(Aufgabe)
Gib die Zeilen unten wortgetreu wieder und lass dabei die Bilder weg.

=== Material ===

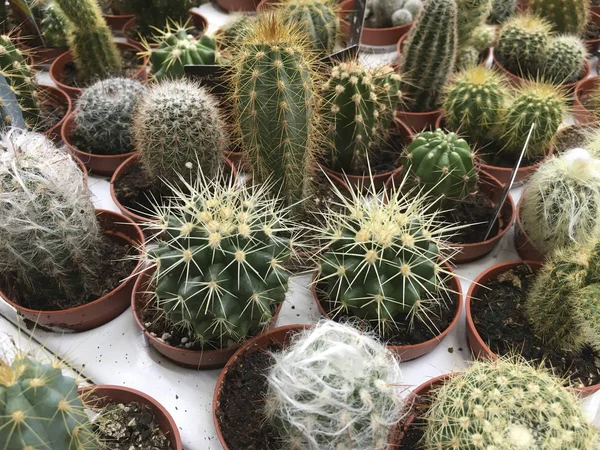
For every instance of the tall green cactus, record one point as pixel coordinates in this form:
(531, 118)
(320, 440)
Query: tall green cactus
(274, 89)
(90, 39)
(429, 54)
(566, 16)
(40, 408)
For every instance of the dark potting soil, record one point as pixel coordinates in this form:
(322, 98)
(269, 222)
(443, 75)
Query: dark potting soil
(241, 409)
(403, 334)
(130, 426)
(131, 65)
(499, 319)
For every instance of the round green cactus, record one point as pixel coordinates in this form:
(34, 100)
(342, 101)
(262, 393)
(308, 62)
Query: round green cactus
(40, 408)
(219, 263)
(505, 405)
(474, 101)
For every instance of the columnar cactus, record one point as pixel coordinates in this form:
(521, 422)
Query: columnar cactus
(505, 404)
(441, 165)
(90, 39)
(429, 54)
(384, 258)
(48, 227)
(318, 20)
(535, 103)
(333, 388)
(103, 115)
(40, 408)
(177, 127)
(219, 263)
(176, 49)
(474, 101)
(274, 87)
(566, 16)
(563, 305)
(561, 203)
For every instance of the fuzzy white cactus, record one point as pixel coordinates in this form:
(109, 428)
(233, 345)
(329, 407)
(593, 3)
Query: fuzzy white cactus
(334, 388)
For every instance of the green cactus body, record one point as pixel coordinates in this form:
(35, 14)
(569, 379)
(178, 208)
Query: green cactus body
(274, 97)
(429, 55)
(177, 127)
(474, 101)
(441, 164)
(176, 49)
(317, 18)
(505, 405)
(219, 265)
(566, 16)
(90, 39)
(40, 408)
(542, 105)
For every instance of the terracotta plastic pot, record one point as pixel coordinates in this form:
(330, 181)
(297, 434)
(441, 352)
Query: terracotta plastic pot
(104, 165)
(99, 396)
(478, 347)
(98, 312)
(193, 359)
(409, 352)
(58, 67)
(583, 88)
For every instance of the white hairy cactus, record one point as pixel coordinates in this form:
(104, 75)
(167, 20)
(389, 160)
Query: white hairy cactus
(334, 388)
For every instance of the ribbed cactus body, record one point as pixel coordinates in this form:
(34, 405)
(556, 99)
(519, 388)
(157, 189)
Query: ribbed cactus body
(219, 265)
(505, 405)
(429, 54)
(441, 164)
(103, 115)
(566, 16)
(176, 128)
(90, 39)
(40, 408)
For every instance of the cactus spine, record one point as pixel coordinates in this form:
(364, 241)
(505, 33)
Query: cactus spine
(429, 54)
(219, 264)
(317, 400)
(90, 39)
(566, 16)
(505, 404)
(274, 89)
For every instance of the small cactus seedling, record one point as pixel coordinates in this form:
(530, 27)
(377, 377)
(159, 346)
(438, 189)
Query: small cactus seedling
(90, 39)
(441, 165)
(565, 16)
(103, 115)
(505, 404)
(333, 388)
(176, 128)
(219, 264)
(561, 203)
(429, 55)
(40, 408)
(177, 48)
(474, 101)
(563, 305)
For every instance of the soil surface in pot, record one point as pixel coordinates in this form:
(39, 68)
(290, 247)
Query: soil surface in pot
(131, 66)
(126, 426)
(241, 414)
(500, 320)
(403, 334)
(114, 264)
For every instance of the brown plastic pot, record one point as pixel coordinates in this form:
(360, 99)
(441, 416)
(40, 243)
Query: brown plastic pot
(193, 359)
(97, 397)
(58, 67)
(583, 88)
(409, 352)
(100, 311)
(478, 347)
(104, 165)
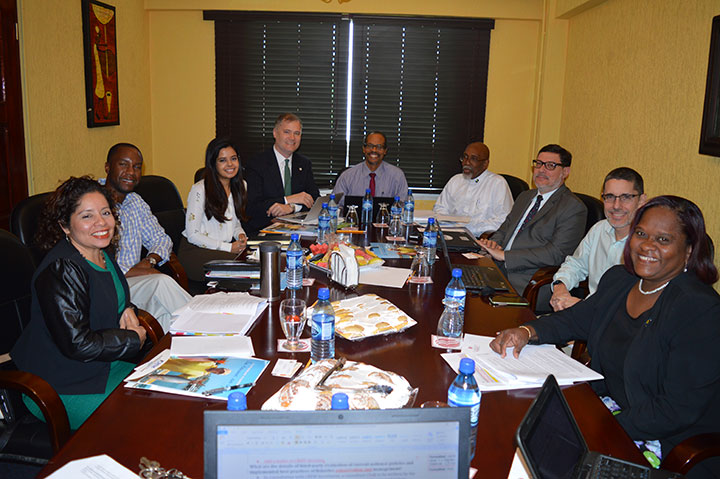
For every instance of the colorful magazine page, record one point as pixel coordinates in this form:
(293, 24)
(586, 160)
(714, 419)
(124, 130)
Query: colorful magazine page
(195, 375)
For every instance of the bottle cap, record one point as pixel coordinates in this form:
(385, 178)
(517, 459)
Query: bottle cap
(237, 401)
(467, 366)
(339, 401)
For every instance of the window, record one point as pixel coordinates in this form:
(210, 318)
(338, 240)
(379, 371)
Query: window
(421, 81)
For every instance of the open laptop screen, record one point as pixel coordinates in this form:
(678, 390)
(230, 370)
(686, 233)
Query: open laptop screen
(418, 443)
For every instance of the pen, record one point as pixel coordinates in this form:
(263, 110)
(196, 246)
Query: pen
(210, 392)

===

(Antwort)
For every instance of the tall green cactus, record one point as pixel coordinates in this form:
(531, 118)
(320, 440)
Query: tall green cactus
(274, 89)
(90, 39)
(429, 54)
(566, 16)
(40, 408)
For every instance of the dark potting soil, record one point as pixel coordinates in this form:
(322, 98)
(269, 222)
(443, 75)
Query: dark potting soil
(241, 409)
(403, 334)
(130, 426)
(131, 65)
(499, 319)
For every instance of the round green cactus, record one point as pixel coordinates in this form:
(34, 100)
(342, 101)
(262, 393)
(308, 62)
Query: round green cactus
(40, 408)
(219, 263)
(505, 405)
(474, 101)
For every instance of the columnar cactus, record one point as pixel coordinates in this form:
(521, 422)
Query: columnar cactus
(505, 404)
(441, 165)
(90, 39)
(429, 54)
(384, 258)
(48, 227)
(318, 20)
(535, 103)
(333, 388)
(103, 115)
(40, 408)
(177, 127)
(219, 263)
(176, 49)
(474, 101)
(274, 87)
(566, 16)
(563, 305)
(561, 203)
For every instance of the fuzzy white cactus, record one point as pixel coordinates in this form:
(109, 428)
(233, 345)
(329, 407)
(593, 3)
Query: fuzzy white cactus
(334, 388)
For every instance of the green cactus body, record one point as pixel coordinates in this form:
(35, 14)
(569, 379)
(178, 208)
Query: green cactus body
(274, 97)
(429, 55)
(177, 127)
(474, 101)
(441, 164)
(176, 49)
(317, 18)
(505, 405)
(219, 265)
(566, 16)
(90, 39)
(40, 408)
(542, 105)
For every instance of the terracotta plastic pot, record one point as pixel coordinates in this form:
(330, 181)
(297, 434)
(441, 352)
Query: terracotta plastic pot
(104, 165)
(99, 396)
(478, 347)
(98, 312)
(193, 359)
(409, 352)
(58, 67)
(583, 88)
For every instance of the white hairy cactus, record one point as pixel coordinates in this form:
(104, 75)
(167, 20)
(389, 160)
Query: white hairy cactus
(334, 388)
For every instance of the ribbed cactus body, record one point as pixel coordinates in this form:
(34, 405)
(556, 99)
(519, 388)
(157, 189)
Query: ribbed cactus body
(219, 265)
(505, 405)
(429, 54)
(441, 164)
(103, 115)
(566, 16)
(176, 128)
(90, 39)
(40, 408)
For every instance of the cactus spine, record one point as pixel coordinates in this form:
(364, 241)
(505, 33)
Query: cactus spine
(429, 54)
(219, 264)
(317, 400)
(90, 39)
(566, 16)
(505, 404)
(274, 89)
For every instance of the small cactus seedling, record one point as pixel coordinates in this form:
(530, 27)
(377, 377)
(159, 346)
(438, 189)
Query: small cactus seedling
(90, 39)
(441, 165)
(565, 16)
(103, 115)
(505, 404)
(333, 388)
(176, 128)
(219, 264)
(561, 203)
(429, 55)
(40, 408)
(177, 48)
(474, 101)
(563, 305)
For every instance of the soil surface in pot, record one point as pixel coordinates in this form:
(39, 68)
(290, 247)
Query: soil surface in pot
(131, 66)
(126, 426)
(241, 414)
(500, 320)
(403, 334)
(114, 264)
For every instance of the brown plastic pot, record one point as pixel coordinates in this form:
(360, 99)
(441, 416)
(40, 243)
Query: brown plastic pot
(193, 359)
(97, 397)
(58, 67)
(583, 88)
(409, 352)
(100, 311)
(478, 347)
(104, 165)
For every instance of the colorful magazine page, record one point as pixel coordinates in this form:
(293, 24)
(586, 160)
(714, 419)
(124, 130)
Query: colorful magazine page
(195, 375)
For every instance of the bottle cap, record one point as pixel coordinates in this form:
(385, 178)
(517, 459)
Query: bottle cap
(237, 401)
(467, 366)
(339, 401)
For every instance of the window, record one point as pixel coordinates in this form:
(210, 318)
(338, 240)
(379, 371)
Query: window
(421, 81)
For every instance of the open laptop screen, record one point as pixel coordinates in this form:
(678, 390)
(230, 370)
(686, 233)
Query: open laptop screen
(418, 443)
For every instance of the pen, record one point as pixel coordinates in this form:
(263, 110)
(196, 246)
Query: pen
(210, 392)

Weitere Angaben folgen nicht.